--- BEGIN DATASET CONTENT ---

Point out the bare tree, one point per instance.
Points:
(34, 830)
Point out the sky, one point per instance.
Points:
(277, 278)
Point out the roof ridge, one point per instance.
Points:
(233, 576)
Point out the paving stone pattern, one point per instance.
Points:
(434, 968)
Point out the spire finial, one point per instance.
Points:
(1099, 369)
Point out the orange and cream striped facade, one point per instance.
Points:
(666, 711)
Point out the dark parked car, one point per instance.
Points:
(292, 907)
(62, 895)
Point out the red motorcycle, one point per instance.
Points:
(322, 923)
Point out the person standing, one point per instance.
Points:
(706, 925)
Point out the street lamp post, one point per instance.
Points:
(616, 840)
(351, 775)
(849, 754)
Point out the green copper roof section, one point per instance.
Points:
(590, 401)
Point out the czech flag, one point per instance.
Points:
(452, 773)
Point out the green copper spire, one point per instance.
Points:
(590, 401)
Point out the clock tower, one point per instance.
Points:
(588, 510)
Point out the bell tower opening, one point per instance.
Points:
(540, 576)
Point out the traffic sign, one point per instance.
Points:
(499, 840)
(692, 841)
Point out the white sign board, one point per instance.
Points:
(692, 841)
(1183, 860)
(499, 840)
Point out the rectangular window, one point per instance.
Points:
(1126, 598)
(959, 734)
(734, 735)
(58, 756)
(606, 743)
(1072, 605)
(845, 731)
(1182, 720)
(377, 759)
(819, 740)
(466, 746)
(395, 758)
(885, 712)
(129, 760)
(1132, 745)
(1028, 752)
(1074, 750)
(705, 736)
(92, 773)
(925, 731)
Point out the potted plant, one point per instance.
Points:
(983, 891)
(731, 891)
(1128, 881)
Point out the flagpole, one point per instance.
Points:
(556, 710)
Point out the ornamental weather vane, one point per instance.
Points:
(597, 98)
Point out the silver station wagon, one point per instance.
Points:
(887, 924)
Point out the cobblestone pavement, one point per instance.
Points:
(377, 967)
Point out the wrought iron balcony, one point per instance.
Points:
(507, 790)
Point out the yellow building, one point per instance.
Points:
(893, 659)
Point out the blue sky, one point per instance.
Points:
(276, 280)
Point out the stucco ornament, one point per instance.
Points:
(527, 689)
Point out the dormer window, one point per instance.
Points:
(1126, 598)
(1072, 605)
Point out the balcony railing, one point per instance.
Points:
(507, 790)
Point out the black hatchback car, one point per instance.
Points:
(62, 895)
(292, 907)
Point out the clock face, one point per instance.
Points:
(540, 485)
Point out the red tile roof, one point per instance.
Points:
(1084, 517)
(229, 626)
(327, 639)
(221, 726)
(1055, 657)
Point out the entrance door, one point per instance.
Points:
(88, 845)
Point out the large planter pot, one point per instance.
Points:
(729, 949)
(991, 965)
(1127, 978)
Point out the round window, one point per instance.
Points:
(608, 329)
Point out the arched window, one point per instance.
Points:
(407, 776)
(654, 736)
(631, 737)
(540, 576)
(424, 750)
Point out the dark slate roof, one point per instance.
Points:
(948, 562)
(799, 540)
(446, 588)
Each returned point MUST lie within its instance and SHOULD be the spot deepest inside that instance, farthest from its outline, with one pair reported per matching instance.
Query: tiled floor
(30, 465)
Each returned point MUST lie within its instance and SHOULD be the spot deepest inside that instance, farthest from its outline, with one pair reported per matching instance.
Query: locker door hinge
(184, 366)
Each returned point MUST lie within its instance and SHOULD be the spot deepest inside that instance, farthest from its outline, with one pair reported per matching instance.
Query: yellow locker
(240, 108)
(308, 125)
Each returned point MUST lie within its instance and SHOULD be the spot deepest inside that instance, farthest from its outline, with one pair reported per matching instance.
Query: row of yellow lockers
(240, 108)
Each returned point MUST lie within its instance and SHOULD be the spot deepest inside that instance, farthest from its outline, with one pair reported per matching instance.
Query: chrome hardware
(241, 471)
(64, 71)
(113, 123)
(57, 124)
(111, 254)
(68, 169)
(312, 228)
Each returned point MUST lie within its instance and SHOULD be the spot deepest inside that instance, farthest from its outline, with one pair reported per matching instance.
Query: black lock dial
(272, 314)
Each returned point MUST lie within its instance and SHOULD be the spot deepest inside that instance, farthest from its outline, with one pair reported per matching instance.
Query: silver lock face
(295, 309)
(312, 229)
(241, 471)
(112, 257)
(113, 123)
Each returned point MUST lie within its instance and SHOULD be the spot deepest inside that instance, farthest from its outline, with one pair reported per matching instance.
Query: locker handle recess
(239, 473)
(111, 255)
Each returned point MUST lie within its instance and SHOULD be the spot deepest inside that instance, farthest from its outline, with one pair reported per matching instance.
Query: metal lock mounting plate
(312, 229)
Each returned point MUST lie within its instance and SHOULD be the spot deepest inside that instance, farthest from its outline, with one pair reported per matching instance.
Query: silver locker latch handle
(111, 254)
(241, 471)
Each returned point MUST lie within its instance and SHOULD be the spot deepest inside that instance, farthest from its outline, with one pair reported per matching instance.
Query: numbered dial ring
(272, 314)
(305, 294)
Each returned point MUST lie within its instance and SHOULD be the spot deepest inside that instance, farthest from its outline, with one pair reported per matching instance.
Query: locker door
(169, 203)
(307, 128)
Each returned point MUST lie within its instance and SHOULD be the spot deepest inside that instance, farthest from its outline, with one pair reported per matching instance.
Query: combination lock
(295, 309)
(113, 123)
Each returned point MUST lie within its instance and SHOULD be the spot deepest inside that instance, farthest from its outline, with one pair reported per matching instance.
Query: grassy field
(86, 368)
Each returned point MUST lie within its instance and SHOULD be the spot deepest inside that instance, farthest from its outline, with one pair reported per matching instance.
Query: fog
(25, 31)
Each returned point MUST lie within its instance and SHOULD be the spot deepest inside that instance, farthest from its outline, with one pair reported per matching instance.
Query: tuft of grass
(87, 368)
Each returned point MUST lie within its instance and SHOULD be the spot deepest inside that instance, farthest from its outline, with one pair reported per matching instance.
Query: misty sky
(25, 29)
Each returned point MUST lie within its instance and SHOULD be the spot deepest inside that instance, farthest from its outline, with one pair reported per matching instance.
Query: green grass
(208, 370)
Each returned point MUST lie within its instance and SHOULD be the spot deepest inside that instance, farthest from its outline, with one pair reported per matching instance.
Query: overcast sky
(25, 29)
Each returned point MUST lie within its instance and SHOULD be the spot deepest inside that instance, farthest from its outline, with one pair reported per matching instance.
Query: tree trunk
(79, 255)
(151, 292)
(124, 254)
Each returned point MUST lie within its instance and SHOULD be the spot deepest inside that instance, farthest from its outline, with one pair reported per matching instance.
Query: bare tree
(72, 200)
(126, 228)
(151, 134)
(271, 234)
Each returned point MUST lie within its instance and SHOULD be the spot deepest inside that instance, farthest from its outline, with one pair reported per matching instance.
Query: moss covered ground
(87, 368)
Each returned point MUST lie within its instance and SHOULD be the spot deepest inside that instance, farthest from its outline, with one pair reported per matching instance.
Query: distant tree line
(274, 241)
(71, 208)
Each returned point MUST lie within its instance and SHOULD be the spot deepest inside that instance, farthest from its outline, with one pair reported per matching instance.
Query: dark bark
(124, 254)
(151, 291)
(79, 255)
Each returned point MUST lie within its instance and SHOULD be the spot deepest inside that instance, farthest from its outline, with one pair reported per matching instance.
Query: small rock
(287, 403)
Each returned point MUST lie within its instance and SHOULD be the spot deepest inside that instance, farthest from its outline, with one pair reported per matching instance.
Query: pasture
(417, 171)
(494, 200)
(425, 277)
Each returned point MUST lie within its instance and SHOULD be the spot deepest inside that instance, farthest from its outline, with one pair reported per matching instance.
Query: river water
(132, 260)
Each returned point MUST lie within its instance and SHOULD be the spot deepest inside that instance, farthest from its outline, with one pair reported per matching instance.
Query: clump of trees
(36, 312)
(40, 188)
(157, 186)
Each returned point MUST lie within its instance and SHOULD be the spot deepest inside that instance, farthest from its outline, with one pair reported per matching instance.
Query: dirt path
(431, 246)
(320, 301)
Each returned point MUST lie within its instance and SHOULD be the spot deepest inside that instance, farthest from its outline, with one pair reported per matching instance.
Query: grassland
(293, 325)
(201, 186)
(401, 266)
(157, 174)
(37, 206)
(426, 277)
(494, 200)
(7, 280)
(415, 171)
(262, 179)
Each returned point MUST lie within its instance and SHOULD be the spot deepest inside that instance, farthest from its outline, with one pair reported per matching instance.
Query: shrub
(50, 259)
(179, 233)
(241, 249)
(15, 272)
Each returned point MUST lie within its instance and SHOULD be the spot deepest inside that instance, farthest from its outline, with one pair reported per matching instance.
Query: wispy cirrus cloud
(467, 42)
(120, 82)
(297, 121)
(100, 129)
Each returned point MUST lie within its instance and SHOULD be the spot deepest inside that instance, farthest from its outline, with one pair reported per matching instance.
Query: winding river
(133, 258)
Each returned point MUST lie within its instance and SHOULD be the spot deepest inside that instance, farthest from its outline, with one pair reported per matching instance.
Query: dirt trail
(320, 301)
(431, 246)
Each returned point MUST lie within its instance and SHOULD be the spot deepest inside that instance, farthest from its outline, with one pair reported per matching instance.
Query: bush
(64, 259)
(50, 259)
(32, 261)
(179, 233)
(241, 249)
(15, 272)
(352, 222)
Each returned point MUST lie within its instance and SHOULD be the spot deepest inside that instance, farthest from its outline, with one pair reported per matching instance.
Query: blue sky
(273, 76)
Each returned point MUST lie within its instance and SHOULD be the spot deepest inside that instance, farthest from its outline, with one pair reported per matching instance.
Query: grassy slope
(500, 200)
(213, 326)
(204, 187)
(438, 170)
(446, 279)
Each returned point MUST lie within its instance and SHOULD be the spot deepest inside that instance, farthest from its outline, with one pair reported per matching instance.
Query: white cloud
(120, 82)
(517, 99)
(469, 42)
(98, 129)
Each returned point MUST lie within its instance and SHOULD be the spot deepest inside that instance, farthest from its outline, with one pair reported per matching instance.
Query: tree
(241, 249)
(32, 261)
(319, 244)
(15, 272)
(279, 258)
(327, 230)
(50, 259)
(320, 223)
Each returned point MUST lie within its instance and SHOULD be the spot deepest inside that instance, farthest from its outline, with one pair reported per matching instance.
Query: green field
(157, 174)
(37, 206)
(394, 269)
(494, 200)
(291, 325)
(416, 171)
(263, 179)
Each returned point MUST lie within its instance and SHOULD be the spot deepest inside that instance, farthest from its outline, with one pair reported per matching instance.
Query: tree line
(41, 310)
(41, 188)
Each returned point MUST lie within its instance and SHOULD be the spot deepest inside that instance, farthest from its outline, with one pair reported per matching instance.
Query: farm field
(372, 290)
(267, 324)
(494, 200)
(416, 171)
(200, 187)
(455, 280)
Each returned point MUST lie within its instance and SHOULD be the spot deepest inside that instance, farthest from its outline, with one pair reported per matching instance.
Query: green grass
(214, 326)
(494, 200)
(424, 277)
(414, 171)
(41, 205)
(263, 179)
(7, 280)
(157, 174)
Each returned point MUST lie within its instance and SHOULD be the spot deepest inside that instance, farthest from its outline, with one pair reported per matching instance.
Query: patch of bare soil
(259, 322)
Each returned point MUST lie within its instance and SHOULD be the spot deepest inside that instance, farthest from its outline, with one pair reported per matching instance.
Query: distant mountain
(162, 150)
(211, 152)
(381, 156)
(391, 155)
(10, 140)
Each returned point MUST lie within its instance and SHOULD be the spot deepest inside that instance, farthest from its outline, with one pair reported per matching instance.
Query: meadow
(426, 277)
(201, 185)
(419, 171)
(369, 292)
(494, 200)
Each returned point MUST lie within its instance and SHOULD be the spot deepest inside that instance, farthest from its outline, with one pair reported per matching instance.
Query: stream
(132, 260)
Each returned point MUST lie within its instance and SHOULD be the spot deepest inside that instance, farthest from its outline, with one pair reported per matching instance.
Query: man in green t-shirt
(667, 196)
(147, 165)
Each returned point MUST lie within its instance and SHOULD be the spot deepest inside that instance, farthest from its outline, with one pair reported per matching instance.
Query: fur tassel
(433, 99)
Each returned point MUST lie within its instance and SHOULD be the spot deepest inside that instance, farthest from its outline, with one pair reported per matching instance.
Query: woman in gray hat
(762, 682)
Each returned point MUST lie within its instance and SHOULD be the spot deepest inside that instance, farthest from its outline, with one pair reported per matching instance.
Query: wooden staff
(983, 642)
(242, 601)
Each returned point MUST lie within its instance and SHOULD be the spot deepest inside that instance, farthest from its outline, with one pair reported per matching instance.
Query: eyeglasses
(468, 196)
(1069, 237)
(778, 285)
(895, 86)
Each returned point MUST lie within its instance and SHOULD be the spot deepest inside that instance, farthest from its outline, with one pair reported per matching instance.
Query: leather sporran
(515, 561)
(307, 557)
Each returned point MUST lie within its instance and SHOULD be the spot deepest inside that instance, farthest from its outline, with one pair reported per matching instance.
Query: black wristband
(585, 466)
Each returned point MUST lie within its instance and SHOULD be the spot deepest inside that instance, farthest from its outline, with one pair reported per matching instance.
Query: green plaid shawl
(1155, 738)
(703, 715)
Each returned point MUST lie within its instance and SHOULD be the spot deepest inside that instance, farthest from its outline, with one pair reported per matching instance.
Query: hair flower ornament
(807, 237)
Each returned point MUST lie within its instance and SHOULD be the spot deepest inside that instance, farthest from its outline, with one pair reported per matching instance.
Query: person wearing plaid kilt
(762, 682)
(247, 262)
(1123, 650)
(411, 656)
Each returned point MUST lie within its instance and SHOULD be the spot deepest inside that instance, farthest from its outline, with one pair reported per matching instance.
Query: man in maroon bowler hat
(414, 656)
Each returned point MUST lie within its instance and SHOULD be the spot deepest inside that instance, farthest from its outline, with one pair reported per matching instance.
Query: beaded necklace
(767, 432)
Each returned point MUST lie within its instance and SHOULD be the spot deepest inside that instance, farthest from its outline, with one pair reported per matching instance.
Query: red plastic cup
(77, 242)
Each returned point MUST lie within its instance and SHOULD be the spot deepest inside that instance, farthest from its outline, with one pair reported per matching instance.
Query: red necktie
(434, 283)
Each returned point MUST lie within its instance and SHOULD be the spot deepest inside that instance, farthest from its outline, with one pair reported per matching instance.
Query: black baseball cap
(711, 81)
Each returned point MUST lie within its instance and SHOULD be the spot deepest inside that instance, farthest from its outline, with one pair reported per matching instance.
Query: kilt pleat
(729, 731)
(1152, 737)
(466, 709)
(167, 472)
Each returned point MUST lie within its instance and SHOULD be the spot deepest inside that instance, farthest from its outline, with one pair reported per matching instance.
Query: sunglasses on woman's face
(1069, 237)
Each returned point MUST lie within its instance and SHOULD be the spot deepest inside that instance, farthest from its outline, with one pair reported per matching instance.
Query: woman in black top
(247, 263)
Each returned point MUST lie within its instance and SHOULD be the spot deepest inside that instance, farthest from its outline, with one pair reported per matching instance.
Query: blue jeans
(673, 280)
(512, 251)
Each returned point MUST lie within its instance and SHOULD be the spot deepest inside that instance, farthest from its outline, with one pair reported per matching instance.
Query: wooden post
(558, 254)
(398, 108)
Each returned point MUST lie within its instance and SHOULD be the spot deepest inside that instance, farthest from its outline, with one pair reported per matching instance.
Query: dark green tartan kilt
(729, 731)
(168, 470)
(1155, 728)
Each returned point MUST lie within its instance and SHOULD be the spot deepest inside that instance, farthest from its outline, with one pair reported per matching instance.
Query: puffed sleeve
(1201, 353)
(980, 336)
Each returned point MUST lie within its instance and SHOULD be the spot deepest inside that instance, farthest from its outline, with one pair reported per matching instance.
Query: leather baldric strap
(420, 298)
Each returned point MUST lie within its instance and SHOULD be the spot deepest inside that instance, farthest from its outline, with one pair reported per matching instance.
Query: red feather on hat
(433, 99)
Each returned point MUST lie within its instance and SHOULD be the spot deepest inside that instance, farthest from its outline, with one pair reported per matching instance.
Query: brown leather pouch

--- END DATASET CONTENT ---

GOAL
Copy out every line of the data above that contains the word "tower".

TASK RESPONSE
Point out the clock tower, one point per instance.
Point out the bell tower opening, one point per instance.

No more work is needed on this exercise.